Data for the task ::

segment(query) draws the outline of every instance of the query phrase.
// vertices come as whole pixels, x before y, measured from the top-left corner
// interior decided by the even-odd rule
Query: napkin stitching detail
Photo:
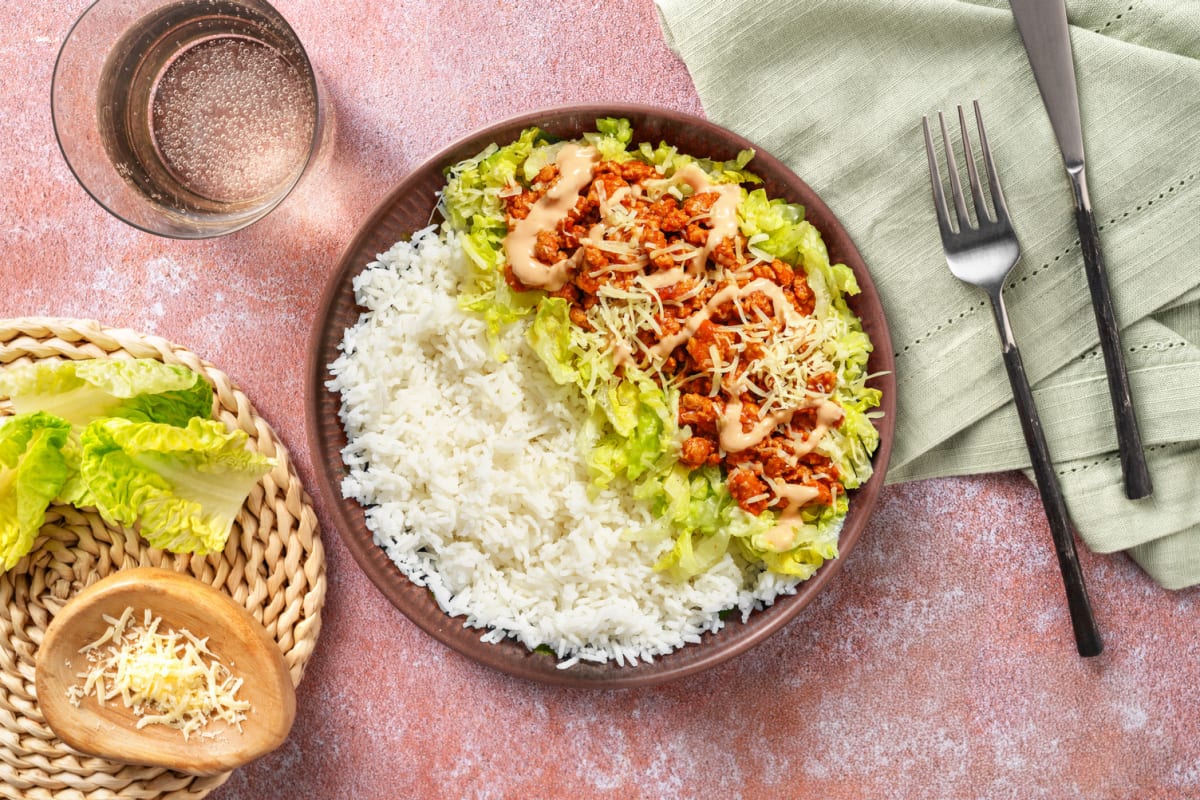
==
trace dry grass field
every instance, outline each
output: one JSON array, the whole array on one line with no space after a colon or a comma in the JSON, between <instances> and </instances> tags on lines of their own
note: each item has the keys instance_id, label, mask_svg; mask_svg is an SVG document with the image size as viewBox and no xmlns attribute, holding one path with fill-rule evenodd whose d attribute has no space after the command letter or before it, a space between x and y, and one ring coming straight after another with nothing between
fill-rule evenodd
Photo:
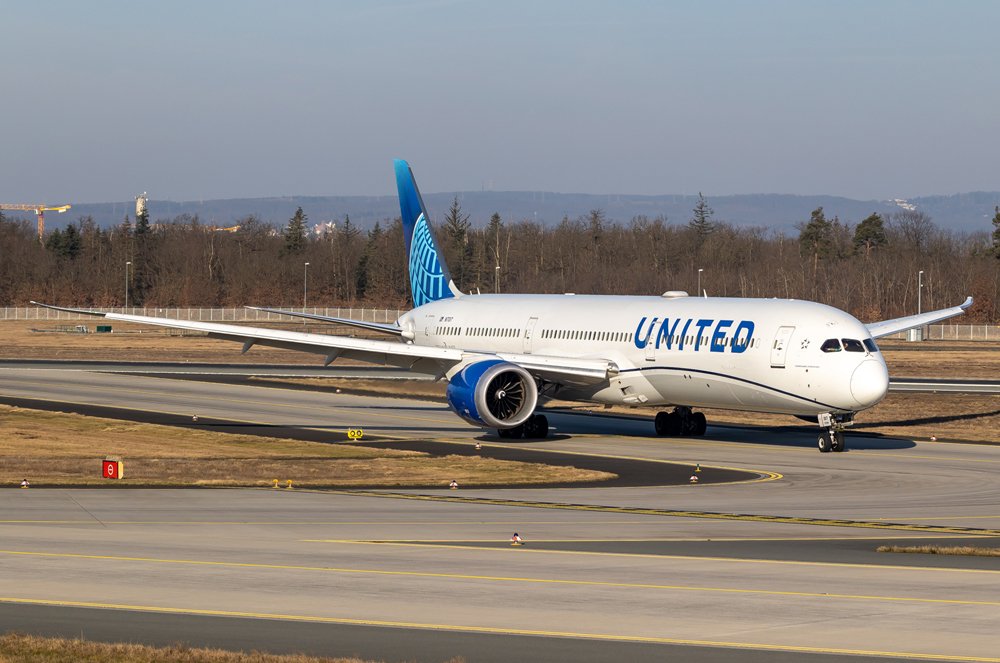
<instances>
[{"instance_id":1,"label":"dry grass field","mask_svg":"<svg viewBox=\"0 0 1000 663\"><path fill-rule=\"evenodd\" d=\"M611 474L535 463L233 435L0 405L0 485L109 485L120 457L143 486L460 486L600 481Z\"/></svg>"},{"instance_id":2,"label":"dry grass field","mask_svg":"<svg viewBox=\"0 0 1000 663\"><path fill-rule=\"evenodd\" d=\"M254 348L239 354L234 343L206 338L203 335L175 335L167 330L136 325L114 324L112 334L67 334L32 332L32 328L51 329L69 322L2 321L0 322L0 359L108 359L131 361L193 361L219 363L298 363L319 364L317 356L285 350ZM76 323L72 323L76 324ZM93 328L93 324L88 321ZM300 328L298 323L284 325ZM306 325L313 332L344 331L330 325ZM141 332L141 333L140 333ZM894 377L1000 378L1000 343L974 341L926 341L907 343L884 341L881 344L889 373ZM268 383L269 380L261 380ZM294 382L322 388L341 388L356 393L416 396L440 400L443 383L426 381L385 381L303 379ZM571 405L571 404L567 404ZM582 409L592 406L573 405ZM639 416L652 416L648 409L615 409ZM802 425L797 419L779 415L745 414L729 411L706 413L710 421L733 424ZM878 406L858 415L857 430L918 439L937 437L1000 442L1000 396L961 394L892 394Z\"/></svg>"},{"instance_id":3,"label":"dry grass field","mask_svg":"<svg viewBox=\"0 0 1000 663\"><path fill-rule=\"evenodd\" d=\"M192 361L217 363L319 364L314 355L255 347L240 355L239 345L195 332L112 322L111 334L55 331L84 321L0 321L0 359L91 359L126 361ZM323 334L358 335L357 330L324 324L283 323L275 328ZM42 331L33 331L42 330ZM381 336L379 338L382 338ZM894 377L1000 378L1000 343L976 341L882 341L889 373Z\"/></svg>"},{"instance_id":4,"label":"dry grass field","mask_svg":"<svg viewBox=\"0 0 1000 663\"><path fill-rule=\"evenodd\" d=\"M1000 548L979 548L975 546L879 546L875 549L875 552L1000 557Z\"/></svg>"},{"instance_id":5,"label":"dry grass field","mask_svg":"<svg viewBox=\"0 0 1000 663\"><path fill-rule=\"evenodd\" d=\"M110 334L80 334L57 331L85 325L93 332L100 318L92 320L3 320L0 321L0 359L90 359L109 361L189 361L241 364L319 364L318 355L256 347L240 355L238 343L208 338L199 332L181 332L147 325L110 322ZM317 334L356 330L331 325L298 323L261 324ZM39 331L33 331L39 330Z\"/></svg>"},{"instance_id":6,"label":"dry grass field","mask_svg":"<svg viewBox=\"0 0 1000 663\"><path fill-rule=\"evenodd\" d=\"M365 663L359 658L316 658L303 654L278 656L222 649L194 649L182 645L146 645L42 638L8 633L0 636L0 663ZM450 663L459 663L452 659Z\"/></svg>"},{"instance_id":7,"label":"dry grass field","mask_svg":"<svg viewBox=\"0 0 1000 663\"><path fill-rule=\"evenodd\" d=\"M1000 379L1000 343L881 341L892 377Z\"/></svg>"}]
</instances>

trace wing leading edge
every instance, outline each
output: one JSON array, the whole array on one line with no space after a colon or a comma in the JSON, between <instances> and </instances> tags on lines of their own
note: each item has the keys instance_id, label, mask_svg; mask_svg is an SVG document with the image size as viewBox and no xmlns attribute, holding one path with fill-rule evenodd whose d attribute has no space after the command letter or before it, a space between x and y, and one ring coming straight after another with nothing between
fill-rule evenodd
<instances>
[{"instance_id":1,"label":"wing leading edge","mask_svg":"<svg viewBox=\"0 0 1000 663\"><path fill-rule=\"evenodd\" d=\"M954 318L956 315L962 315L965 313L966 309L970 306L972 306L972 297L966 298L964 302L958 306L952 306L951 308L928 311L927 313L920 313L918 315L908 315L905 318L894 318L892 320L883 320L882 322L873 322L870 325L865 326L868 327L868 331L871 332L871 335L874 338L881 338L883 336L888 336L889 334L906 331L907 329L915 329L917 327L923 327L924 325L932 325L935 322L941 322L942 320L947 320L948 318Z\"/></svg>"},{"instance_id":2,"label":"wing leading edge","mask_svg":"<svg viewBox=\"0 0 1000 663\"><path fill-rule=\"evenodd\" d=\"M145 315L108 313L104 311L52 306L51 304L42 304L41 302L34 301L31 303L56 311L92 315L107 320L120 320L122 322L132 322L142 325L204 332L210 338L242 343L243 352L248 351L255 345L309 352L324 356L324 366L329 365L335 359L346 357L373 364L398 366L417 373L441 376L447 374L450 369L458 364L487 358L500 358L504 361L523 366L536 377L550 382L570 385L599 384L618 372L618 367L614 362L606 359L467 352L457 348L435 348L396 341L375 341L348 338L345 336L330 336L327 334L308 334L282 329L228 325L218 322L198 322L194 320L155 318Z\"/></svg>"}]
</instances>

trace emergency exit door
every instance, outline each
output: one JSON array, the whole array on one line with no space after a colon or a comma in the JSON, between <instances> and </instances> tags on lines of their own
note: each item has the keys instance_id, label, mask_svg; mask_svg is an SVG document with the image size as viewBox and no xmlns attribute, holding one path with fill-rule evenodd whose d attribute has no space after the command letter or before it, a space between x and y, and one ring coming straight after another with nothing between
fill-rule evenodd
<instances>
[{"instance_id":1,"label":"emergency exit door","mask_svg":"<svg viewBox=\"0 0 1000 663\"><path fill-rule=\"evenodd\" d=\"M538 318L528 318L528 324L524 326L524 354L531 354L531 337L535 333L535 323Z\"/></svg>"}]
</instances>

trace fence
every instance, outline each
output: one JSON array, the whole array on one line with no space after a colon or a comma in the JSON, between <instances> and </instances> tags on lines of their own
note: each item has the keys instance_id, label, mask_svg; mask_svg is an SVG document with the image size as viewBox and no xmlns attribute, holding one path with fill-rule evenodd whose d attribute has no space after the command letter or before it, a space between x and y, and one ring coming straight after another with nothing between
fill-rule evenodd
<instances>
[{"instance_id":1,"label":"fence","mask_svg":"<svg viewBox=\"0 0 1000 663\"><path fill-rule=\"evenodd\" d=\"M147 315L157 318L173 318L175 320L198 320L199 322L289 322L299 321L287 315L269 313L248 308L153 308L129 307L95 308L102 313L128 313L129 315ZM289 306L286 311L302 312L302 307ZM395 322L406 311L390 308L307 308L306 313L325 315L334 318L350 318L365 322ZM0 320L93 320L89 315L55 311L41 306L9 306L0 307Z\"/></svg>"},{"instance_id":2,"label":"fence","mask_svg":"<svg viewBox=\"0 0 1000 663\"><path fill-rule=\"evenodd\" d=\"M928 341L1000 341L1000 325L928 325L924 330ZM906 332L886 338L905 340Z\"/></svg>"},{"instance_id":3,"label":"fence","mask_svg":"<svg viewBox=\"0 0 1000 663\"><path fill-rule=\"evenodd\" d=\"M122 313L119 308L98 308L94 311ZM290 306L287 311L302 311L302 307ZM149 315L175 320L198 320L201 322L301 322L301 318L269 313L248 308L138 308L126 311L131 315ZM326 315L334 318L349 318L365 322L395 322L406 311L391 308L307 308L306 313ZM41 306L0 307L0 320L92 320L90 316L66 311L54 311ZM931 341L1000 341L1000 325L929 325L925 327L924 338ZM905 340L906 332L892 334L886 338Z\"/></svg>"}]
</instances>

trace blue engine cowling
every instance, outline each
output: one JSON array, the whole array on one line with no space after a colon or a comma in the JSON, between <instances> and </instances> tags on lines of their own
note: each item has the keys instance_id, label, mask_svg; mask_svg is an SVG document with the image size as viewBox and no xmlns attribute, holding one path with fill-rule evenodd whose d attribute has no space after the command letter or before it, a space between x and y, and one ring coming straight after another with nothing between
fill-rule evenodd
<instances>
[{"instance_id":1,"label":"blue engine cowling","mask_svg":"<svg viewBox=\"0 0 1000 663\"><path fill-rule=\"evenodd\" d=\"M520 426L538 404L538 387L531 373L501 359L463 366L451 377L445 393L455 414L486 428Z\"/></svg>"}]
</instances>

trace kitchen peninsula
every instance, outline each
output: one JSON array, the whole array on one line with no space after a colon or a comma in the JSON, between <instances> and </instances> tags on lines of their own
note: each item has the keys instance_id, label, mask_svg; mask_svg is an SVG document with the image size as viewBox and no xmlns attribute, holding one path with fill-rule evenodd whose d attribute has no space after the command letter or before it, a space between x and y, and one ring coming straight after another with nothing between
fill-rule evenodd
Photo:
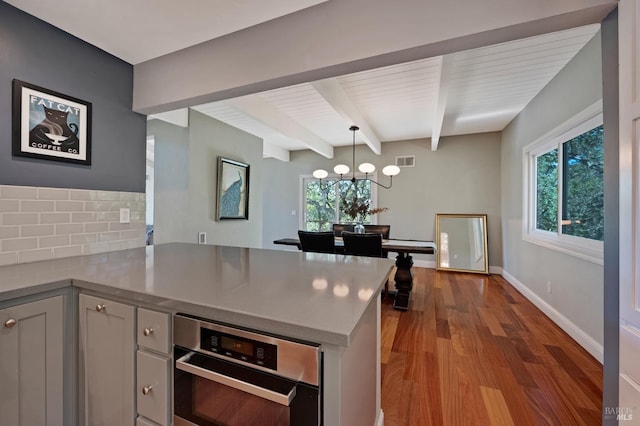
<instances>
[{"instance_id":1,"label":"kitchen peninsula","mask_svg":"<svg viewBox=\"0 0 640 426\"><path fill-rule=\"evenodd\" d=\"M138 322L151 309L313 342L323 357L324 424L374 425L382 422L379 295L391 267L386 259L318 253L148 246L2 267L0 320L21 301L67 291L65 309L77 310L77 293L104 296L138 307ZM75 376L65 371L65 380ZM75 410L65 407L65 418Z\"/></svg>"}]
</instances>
* * *
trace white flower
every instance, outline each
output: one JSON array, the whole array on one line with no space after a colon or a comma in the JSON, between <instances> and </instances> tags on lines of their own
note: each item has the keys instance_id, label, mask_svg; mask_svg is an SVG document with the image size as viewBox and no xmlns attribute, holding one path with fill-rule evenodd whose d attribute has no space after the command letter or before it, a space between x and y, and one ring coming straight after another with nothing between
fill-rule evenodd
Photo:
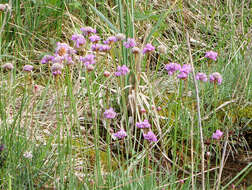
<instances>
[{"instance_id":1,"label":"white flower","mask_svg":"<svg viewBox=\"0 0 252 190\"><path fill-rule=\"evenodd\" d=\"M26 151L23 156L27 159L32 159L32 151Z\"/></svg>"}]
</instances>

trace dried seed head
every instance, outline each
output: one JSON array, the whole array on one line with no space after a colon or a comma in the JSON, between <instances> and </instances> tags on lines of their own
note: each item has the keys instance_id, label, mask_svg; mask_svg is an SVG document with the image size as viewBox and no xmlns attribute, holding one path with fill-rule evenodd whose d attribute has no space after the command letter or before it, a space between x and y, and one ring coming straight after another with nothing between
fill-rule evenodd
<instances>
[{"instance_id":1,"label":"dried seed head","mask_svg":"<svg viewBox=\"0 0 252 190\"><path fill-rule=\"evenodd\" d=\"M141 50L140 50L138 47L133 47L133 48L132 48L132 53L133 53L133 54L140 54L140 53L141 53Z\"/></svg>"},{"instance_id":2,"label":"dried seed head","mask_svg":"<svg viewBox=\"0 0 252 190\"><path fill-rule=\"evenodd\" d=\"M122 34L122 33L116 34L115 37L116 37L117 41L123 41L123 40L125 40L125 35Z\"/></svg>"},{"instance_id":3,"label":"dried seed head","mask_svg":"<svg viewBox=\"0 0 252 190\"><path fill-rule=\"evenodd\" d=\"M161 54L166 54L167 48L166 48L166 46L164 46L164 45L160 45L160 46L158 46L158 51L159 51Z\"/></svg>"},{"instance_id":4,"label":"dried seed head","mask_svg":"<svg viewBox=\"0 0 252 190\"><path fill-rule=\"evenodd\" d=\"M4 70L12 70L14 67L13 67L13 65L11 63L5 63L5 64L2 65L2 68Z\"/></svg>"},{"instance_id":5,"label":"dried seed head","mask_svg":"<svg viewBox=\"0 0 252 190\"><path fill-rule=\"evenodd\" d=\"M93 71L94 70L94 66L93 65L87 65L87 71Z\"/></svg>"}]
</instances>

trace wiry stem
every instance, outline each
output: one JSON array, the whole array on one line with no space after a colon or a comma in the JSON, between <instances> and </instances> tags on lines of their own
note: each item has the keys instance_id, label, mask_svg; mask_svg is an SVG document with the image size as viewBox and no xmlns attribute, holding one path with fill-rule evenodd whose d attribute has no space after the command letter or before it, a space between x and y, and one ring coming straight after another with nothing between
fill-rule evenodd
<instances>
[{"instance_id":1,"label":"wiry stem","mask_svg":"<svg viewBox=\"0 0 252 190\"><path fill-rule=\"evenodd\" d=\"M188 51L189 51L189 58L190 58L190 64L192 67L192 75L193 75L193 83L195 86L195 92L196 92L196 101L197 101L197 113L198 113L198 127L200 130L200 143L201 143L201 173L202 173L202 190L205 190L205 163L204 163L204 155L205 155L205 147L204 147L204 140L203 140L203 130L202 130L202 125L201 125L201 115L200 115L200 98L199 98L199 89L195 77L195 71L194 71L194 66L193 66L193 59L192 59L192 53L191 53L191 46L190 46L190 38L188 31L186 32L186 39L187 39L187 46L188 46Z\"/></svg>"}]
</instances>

Activity :: Across the entries above, how many lines contain "trace"? Provide only the count.

Final answer :: 9